[start DATA ENTRIES]

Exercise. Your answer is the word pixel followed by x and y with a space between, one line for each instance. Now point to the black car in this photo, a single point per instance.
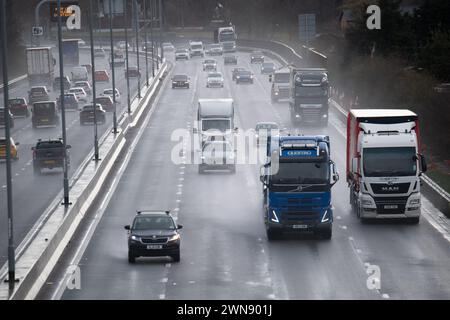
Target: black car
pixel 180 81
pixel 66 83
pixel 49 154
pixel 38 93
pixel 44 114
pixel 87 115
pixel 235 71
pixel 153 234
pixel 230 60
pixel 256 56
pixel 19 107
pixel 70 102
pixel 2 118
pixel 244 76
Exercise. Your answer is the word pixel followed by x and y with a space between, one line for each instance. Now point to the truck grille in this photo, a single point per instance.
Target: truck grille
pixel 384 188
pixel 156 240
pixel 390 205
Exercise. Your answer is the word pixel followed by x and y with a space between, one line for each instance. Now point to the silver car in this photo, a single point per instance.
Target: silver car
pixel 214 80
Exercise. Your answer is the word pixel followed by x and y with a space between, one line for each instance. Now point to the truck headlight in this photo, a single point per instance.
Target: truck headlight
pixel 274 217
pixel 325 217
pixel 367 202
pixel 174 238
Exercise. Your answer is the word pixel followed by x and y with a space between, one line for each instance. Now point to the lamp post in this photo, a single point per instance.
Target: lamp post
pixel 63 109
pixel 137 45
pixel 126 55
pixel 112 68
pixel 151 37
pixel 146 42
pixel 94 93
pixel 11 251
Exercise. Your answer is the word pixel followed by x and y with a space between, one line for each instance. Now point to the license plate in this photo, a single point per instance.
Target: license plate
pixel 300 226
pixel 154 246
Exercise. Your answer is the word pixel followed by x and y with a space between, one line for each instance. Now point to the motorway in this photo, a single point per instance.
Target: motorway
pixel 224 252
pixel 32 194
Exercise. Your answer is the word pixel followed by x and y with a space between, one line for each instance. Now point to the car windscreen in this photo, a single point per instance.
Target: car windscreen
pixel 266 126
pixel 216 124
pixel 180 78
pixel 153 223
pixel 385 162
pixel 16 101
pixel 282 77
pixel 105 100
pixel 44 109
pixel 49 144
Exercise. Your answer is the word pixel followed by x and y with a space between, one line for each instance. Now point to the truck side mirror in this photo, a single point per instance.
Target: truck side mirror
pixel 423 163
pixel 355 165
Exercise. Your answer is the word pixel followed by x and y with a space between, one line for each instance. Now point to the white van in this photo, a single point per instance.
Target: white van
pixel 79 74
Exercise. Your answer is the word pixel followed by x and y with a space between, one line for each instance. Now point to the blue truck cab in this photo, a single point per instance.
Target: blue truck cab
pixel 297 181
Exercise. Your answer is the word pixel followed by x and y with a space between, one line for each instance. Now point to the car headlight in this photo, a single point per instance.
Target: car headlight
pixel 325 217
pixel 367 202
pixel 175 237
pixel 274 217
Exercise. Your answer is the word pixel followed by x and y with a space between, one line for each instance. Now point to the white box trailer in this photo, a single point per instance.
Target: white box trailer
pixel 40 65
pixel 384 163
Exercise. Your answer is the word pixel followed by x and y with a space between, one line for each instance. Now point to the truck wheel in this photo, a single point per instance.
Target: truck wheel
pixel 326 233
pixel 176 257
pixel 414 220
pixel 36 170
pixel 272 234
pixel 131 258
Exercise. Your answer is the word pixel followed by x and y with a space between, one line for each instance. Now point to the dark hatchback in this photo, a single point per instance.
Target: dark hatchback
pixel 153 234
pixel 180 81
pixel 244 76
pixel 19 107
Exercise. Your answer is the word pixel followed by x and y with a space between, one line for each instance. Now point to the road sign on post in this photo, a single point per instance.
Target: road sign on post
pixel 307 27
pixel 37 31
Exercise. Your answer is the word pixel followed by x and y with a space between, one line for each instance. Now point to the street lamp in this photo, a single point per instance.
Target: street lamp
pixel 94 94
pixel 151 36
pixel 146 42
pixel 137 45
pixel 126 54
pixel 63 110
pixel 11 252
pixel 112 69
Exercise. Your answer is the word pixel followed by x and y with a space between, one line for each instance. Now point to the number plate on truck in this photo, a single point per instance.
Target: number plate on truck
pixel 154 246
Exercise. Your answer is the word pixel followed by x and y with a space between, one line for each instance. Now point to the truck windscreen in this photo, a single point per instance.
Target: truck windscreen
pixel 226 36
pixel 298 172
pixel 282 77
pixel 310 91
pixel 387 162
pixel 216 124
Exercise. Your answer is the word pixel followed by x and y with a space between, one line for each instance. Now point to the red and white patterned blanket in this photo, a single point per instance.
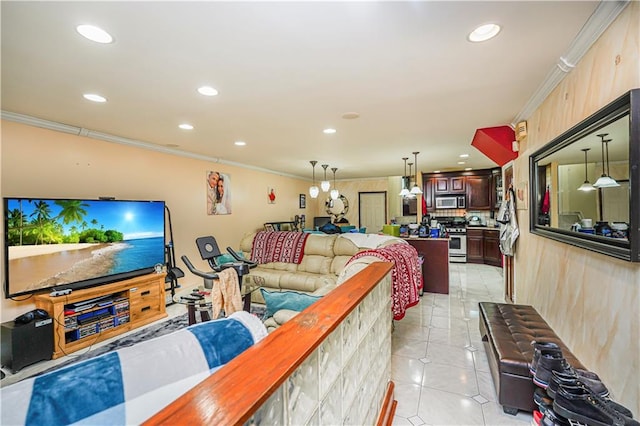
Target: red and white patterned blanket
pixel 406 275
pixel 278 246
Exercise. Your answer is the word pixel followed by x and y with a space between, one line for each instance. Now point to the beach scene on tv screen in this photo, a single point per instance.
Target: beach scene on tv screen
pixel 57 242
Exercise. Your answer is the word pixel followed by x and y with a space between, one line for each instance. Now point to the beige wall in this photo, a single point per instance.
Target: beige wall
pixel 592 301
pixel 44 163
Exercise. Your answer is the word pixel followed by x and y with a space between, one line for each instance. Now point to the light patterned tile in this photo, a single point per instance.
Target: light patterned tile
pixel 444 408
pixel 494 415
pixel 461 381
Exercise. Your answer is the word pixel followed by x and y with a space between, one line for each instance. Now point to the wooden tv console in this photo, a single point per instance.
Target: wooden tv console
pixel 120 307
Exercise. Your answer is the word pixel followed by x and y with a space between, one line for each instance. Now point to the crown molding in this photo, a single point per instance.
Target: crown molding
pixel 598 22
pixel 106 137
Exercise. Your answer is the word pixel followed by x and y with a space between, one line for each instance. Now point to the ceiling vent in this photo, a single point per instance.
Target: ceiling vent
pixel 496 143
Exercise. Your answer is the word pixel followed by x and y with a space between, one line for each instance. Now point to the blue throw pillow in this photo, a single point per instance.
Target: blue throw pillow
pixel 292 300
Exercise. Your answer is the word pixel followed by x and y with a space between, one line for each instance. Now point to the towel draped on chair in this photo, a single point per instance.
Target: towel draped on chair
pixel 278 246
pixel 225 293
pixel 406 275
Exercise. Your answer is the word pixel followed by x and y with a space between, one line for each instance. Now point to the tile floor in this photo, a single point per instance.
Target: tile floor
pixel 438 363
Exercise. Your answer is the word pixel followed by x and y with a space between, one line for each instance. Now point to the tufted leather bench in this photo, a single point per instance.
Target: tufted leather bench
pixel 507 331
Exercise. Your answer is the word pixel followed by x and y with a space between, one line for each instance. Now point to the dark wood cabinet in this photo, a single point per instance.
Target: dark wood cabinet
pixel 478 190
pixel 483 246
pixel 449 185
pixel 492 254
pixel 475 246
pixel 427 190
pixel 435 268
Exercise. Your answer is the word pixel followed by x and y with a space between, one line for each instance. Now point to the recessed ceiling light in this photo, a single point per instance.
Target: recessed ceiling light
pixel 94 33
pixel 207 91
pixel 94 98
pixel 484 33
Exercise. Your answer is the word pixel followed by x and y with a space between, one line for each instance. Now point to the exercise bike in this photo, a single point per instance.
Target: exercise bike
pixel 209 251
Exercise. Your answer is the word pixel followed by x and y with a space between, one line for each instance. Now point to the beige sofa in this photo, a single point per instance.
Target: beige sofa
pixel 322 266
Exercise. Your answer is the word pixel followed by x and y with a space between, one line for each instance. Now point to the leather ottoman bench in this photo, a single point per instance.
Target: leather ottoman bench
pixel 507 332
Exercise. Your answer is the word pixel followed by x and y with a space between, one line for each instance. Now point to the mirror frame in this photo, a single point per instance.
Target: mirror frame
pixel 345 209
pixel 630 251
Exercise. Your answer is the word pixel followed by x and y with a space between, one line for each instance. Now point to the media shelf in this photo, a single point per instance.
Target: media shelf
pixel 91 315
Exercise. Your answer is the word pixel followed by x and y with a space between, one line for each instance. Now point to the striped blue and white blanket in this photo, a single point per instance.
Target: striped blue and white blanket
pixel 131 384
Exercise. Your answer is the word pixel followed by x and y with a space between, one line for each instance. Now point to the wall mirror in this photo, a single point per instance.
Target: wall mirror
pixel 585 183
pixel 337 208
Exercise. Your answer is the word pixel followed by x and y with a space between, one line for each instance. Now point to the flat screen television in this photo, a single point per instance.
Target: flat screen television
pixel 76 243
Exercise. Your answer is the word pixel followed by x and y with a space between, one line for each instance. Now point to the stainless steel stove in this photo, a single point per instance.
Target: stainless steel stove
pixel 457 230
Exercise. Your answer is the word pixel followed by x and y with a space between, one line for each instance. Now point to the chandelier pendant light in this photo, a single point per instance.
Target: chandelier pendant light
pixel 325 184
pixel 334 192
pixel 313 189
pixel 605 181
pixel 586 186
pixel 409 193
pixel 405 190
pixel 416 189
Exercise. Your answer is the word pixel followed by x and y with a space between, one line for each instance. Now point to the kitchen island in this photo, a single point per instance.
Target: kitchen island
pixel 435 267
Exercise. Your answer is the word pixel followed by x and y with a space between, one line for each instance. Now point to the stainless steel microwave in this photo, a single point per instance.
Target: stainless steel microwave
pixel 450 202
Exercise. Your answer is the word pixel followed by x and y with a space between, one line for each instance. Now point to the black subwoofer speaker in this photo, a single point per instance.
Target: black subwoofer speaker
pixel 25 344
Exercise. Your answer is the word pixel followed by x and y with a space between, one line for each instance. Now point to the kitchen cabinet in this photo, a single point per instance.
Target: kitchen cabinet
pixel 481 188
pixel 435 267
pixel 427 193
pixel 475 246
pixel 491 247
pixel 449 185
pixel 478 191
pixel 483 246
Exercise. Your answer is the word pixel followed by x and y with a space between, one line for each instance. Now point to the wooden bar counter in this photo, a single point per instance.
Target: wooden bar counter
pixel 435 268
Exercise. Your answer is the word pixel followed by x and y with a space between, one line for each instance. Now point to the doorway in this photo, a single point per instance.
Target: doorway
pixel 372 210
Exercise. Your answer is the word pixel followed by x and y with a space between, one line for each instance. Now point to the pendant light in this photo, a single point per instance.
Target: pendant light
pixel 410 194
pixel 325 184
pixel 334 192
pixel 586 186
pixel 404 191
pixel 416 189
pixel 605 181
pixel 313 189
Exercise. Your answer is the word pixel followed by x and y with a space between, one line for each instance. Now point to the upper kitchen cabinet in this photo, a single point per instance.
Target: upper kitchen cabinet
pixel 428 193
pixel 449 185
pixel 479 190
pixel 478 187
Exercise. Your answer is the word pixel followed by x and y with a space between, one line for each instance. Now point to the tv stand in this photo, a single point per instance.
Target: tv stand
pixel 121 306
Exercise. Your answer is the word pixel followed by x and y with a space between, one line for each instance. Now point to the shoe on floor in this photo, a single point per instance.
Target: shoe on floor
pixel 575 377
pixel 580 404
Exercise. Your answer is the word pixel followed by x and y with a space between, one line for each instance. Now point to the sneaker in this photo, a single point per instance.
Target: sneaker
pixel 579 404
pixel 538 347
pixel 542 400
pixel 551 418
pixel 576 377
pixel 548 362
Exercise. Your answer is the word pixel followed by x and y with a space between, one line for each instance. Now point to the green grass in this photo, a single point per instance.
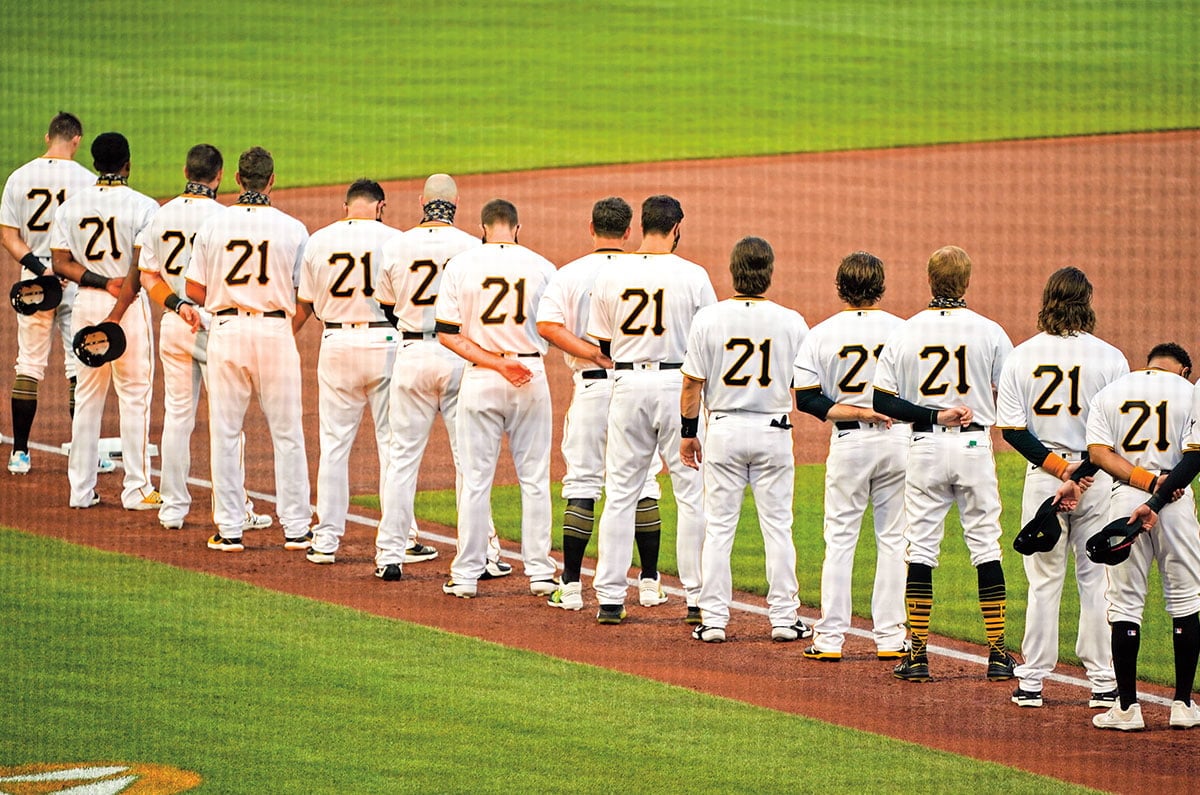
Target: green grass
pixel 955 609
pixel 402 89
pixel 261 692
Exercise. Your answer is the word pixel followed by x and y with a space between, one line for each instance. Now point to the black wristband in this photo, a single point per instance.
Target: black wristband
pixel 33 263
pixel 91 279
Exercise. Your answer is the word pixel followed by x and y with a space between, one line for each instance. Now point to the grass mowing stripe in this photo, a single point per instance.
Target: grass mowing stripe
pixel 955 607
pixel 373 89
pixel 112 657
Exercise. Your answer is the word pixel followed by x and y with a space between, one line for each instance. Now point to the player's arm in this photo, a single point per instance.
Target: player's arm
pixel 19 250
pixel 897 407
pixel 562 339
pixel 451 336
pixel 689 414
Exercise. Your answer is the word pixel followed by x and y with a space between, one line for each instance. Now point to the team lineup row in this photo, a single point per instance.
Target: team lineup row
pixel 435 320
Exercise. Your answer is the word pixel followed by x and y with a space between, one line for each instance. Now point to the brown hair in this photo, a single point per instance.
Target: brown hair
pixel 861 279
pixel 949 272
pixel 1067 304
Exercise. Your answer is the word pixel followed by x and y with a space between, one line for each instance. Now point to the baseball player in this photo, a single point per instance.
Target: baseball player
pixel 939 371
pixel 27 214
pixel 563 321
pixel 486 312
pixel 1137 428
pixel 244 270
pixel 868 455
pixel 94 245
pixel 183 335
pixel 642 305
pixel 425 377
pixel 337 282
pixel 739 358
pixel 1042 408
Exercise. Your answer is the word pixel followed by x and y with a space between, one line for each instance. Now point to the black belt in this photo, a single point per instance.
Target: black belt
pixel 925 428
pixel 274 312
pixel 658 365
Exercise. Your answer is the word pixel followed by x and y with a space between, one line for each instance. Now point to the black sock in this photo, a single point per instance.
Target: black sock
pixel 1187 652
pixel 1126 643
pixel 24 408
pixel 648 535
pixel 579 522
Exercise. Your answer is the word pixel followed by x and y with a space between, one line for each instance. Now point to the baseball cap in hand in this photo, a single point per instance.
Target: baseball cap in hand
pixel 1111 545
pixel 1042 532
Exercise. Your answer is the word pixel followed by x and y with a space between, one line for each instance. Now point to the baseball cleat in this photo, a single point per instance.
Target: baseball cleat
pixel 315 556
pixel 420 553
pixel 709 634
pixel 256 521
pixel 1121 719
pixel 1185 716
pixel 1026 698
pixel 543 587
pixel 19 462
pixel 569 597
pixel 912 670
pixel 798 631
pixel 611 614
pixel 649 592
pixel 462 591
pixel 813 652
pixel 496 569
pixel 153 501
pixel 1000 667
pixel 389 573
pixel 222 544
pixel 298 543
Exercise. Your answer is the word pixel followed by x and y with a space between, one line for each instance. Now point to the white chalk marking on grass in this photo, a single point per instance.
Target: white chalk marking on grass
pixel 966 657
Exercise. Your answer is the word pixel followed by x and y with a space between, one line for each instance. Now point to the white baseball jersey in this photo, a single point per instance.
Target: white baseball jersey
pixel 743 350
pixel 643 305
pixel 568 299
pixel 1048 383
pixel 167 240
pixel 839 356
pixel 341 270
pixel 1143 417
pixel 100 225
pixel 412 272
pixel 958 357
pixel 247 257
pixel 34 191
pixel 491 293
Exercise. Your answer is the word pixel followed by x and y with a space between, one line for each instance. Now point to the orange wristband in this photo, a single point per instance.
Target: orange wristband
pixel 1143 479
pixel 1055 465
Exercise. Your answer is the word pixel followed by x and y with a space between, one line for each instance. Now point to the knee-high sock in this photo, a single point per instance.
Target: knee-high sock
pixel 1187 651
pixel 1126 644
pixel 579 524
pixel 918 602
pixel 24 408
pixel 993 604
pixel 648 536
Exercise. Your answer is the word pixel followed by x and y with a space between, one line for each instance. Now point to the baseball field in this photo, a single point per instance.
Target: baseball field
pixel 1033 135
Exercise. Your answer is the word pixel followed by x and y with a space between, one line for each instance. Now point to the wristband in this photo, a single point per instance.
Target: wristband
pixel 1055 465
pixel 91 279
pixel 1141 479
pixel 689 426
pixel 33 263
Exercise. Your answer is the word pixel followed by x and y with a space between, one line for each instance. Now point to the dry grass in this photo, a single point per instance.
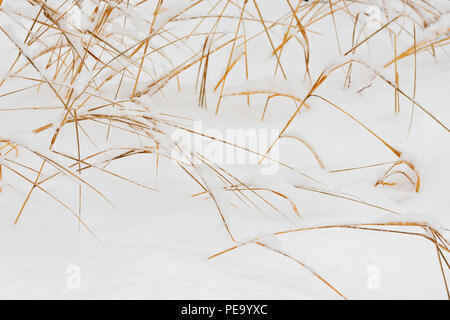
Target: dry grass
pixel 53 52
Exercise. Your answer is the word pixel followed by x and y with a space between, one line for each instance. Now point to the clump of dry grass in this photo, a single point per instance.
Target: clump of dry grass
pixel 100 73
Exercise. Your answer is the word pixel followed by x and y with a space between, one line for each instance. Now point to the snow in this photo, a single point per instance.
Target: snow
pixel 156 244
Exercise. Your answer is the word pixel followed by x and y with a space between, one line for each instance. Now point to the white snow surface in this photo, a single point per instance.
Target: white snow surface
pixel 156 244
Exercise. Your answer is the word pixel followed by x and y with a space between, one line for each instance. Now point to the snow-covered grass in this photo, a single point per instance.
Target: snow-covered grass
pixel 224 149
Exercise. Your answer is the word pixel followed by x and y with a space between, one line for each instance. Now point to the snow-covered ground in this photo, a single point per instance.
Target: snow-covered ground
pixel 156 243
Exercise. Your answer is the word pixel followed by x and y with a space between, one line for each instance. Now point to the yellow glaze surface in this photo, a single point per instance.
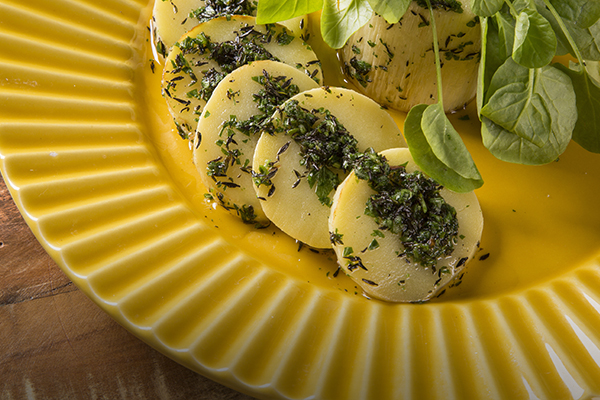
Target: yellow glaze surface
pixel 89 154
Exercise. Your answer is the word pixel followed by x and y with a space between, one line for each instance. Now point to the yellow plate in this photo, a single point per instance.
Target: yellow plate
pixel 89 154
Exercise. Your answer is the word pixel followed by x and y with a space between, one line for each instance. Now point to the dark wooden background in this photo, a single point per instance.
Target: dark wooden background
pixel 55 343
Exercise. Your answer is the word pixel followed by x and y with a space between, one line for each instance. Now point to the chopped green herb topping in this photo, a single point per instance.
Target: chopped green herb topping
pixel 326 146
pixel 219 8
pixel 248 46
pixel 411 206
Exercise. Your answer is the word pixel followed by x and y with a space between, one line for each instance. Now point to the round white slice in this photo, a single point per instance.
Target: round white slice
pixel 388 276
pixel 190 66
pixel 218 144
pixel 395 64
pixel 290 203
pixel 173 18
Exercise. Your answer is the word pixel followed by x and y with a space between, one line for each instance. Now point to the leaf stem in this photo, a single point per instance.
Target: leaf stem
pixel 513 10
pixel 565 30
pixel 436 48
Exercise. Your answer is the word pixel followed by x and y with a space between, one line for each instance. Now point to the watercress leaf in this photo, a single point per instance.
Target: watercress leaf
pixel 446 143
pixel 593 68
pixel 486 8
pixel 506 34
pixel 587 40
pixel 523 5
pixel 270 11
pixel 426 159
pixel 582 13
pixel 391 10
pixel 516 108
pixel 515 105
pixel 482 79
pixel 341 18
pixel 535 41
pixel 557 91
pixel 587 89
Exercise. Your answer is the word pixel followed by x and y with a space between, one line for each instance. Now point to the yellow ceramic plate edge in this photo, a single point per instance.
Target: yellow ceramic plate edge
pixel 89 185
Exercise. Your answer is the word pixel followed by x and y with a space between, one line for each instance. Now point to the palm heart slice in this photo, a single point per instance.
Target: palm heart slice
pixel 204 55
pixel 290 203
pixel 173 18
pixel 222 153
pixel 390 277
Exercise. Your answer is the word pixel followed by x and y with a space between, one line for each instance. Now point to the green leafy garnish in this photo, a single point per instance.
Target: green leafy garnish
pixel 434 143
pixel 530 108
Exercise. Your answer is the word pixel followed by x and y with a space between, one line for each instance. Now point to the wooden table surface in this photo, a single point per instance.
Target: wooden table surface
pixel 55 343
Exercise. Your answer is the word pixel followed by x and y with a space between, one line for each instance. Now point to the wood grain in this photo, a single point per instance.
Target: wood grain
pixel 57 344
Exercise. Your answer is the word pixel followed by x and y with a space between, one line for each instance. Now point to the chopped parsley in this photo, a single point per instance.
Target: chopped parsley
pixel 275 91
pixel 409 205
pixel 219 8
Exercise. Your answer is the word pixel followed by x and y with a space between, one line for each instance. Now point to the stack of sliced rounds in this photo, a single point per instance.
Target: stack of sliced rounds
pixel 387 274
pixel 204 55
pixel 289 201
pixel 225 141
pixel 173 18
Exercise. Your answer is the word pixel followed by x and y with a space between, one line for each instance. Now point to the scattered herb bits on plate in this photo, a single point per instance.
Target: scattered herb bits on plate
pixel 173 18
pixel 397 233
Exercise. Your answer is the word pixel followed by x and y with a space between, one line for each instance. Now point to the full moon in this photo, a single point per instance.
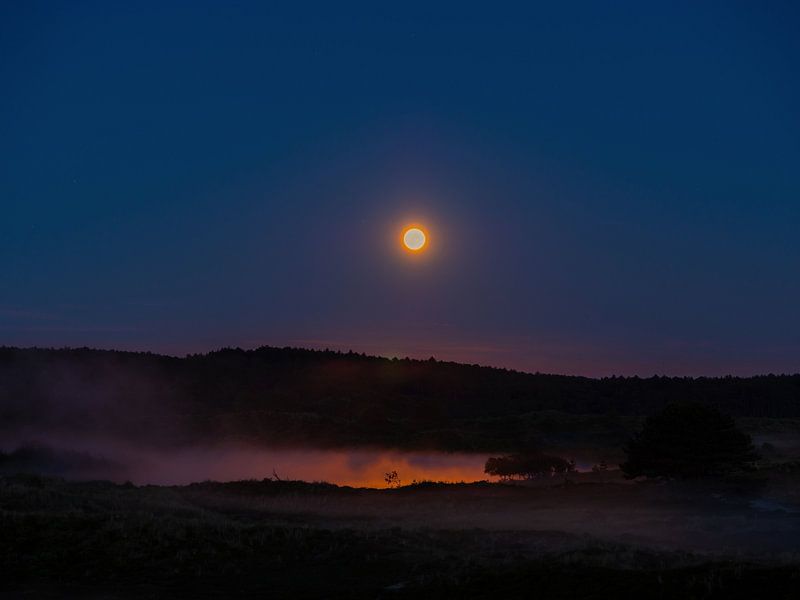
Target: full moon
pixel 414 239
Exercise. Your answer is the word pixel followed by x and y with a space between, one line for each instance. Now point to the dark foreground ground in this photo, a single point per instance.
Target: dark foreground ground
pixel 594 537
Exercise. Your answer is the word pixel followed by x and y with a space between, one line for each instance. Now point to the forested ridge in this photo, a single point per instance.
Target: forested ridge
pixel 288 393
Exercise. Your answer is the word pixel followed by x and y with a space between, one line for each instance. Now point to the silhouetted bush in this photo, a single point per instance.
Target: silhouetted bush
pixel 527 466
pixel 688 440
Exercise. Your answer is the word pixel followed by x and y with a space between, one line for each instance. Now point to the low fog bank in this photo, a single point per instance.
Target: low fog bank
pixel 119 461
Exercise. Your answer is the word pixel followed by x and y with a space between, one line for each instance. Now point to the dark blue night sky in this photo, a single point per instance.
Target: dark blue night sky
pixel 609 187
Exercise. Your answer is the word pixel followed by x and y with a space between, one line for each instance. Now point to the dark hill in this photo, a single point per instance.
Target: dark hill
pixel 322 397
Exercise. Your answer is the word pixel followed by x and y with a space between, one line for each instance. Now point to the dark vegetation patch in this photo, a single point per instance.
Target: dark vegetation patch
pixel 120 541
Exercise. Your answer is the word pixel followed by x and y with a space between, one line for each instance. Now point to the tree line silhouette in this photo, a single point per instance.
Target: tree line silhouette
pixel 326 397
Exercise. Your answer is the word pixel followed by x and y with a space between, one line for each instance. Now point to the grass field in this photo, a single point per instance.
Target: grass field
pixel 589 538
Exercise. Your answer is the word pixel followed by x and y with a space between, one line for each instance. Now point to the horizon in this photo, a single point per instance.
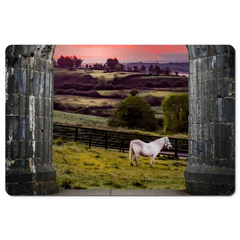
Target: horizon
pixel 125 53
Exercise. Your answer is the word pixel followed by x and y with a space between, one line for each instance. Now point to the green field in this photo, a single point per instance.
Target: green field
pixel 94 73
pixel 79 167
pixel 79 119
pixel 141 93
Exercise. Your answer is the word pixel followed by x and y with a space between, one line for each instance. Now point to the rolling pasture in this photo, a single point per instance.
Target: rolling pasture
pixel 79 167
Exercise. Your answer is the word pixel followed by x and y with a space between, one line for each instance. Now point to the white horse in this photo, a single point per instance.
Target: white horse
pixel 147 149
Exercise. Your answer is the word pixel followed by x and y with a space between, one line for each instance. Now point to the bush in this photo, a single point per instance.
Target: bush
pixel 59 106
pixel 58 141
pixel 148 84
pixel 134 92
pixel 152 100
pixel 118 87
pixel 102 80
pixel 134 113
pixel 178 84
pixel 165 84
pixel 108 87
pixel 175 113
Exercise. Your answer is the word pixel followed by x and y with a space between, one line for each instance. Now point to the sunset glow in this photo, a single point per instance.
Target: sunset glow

[end DATA ENTRIES]

Copy out the lines of the records above, from the line containing "the truck side" down to the line containing "pixel 79 74", with both of those lines included, keeping every character unchanged.

Exercise. Your answer is the word pixel followed by x and y with a space between, one line for each instance. Now point to the truck side mirror in this photo, a single point per instance.
Target: truck side mirror
pixel 423 163
pixel 355 165
Exercise. Your answer is the word pixel followed by x and y with a space between, one line for each instance. Now point to the white van in this photo, a single point per instance.
Target: white van
pixel 79 74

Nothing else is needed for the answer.